§ **Supplied material**:
%%
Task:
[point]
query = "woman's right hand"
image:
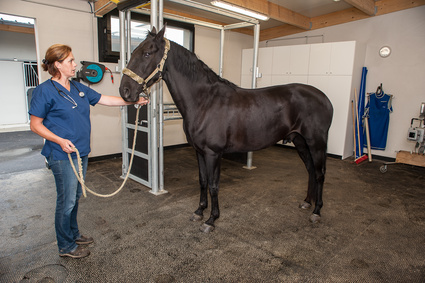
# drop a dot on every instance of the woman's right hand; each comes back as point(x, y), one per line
point(67, 146)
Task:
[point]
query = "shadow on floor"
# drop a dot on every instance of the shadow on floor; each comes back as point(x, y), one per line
point(372, 227)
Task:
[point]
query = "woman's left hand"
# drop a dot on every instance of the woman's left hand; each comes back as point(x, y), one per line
point(142, 101)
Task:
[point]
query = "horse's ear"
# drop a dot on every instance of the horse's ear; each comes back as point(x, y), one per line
point(161, 33)
point(153, 32)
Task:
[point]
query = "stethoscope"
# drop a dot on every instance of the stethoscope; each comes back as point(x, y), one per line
point(66, 96)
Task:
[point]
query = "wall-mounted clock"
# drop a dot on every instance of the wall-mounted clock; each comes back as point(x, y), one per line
point(385, 51)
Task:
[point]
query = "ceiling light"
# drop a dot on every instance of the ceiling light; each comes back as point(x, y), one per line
point(240, 10)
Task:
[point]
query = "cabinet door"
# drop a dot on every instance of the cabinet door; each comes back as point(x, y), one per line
point(265, 80)
point(281, 60)
point(299, 59)
point(246, 81)
point(279, 79)
point(265, 59)
point(247, 59)
point(342, 58)
point(320, 58)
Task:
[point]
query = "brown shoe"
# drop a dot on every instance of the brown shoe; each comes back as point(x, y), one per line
point(83, 240)
point(79, 252)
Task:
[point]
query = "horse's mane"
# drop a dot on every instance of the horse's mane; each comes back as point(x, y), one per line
point(194, 68)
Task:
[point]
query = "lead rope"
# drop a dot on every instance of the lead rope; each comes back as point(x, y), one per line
point(80, 177)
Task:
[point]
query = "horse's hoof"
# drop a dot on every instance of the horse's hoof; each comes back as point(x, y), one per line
point(206, 228)
point(305, 205)
point(196, 217)
point(315, 218)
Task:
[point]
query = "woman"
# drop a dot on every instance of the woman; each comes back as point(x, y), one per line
point(60, 113)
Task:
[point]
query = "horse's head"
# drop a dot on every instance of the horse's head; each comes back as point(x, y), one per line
point(144, 68)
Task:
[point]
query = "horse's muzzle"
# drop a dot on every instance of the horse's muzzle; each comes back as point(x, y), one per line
point(126, 94)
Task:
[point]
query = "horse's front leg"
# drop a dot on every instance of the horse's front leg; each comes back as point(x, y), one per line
point(198, 215)
point(212, 162)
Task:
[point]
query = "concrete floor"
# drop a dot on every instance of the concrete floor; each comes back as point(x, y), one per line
point(372, 229)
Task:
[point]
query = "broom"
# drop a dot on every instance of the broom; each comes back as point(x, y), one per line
point(364, 157)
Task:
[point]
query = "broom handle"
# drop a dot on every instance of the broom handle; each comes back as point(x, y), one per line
point(369, 154)
point(357, 120)
point(354, 127)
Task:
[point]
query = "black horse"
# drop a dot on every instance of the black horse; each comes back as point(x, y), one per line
point(219, 117)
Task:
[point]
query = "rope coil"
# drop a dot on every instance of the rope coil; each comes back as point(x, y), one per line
point(80, 176)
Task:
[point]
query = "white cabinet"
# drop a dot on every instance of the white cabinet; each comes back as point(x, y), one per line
point(290, 64)
point(327, 66)
point(332, 58)
point(246, 72)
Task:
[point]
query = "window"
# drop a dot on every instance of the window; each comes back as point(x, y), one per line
point(109, 34)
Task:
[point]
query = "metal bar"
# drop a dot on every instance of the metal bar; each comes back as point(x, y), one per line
point(153, 162)
point(238, 25)
point(123, 108)
point(128, 24)
point(161, 111)
point(254, 81)
point(216, 10)
point(145, 11)
point(128, 4)
point(221, 52)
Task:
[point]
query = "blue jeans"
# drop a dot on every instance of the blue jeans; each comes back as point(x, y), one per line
point(68, 193)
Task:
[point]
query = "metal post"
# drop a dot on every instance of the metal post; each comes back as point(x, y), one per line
point(128, 25)
point(123, 109)
point(161, 114)
point(221, 52)
point(154, 116)
point(254, 82)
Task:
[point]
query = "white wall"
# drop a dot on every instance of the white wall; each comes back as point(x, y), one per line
point(402, 73)
point(26, 42)
point(70, 22)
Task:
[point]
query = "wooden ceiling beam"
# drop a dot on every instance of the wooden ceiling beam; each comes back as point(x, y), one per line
point(102, 7)
point(341, 17)
point(274, 11)
point(366, 6)
point(14, 28)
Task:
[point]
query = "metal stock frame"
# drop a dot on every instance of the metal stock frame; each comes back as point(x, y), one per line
point(156, 119)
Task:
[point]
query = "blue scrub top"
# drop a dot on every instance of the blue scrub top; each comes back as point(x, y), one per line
point(63, 120)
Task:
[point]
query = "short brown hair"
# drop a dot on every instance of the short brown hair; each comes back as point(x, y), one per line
point(56, 52)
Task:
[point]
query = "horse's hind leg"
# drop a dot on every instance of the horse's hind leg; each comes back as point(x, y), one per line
point(314, 158)
point(319, 159)
point(304, 153)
%%
Reproduce the material above verbatim; omit every picture.

§ **Answer to the exercise**:
Task:
[point]
query = "woman's right hand"
image:
# drop a dot on every instance of the woman's right hand; each comes back as point(x, y), one per line
point(67, 146)
Task:
[point]
query = "shadow on floor"
# drop a dot on every instance of the shadow on floor; each comes back as point(x, y), one per line
point(372, 227)
Task:
[point]
query = "woman's left hand"
# drop a dot on every instance of the woman's left hand; each comes back as point(x, y), one per line
point(142, 101)
Task:
[point]
query = "horse's ear"
# drop a dot on every instance of the horse's ear; each comes back as point(x, y), one per line
point(161, 33)
point(153, 32)
Task:
[point]
query = "stethoscope"
# drop a dot on every instance of the stethoscope; each comes back as point(x, y), one per line
point(66, 96)
Task:
[point]
query = "wall-mounted clock"
# drop a dot on every instance of the wall-mounted clock; each comes back as point(x, y), one per line
point(385, 51)
Task:
[point]
query = "ceiling light"
# drop a dot on every instance of the ceiling light; each comes back as point(x, y), one per line
point(240, 10)
Task:
[point]
query = "cabinet door"
# drop a dot on every instance of the cabinet door; each comes back as point(x, y), one per line
point(265, 80)
point(281, 60)
point(299, 59)
point(246, 81)
point(279, 79)
point(265, 59)
point(247, 59)
point(342, 58)
point(320, 58)
Task:
[point]
query = "brown shoe"
# drop a dot on every instance of the brown shoe; each comes back as point(x, y), one per line
point(83, 240)
point(79, 252)
Task:
[point]
query = "horse's mane"
# drop a dot on every instance of the horse's mane; each comes back as point(x, y), one per line
point(194, 68)
Task:
[point]
query = "lead rope"
# drop a dot on every instance of the lead rope; each comes back as point(x, y), one per line
point(80, 177)
Task:
[point]
query = "horse's hoof"
# drop a dot on every instance of the horse's hoof; each comes back as point(x, y), one per line
point(206, 228)
point(305, 205)
point(196, 217)
point(315, 218)
Task:
[point]
query = "woman"
# drop a dot on every instance of the woman; each comes back as point(x, y), one per line
point(60, 113)
Task:
[point]
query = "horse's head"
# drop a dot on every instance of the horse's head; each comes back as point(x, y), one per line
point(144, 68)
Task:
[point]
query = "horse's muzzle"
# drop a dot on every instance of the horse's muzzle; each comes back as point(x, y), one per line
point(126, 94)
Task:
[point]
query = "horse's front leg"
# drop a dot on every instance of the horse's front leg; each comes back as point(x, y), one per line
point(198, 215)
point(212, 162)
Task:
[point]
query = "concrete floor"
# drop a dot on every instance of the concrete floor; each comes back as point(x, y), one per line
point(372, 229)
Task:
[point]
query = "broom"
# drop a dot on every instance of the broom; each comes back as point(x, y), one per line
point(364, 157)
Task:
[point]
query = "broom handle"
# drop a dot on every instance of the broom handle; each comes back as point(x, y), one per line
point(369, 154)
point(357, 120)
point(354, 127)
Task:
[point]
query = "black horse"
# drop a dot on every instance of the black horse; each comes back as point(x, y), one per line
point(219, 117)
Task:
[point]
query = "rope coil"
# drop a dot on every instance of the rope coil; each comes back as point(x, y), one per line
point(80, 176)
Task:
[point]
query = "white cabinet"
# drop a dot on every instance of the white cabinet; each comes back as point(x, y), one per line
point(290, 64)
point(327, 66)
point(332, 58)
point(246, 72)
Task:
[point]
query = "window"
# drop a dot on every instance of the window; each comes back as point(x, y), one per line
point(109, 34)
Task:
[point]
query = "metal bar"
# drop a dot on every instance of the metal bar; each comes back as point(x, y), one per line
point(153, 162)
point(238, 25)
point(123, 108)
point(128, 24)
point(161, 111)
point(254, 81)
point(216, 10)
point(145, 11)
point(128, 4)
point(221, 52)
Task:
[point]
query = "blue jeans"
# drop a dot on every instance of the blue jeans; each comes back as point(x, y), one per line
point(68, 193)
Task:
[point]
query = "metal post"
# drop a dot on every instance of the metal post; each comes back as point(x, y), one per line
point(128, 25)
point(123, 109)
point(161, 114)
point(221, 52)
point(154, 116)
point(254, 82)
Task:
[point]
query = "white wall"
# drop a dot on every instance of the white wall; each comes back as point(x, y), one per line
point(402, 73)
point(26, 42)
point(70, 22)
Task:
[point]
query = "wooden ceiling beam"
# drop a dot on every instance of the wooden ceiling beam; each comes back as point(x, y), one per line
point(102, 7)
point(341, 17)
point(274, 11)
point(366, 6)
point(14, 28)
Task:
[point]
query = "metal stock frame"
# drop a dot on every instance of the metal stock frame; each comes back as point(x, y), one per line
point(156, 119)
Task:
[point]
query = "blue scrub top"
# drop a dot on every instance of the blue scrub top; each comes back as point(x, y), one per line
point(63, 120)
Task:
[point]
query = "short brown hair"
# drop a dot on every instance of the short brown hair; each comes back as point(x, y), one per line
point(56, 52)
Task:
[point]
query = "horse's hind leg"
# drop a dot on every instance of the horse's hind leg; each comes back as point(x, y), one per line
point(314, 158)
point(319, 159)
point(304, 153)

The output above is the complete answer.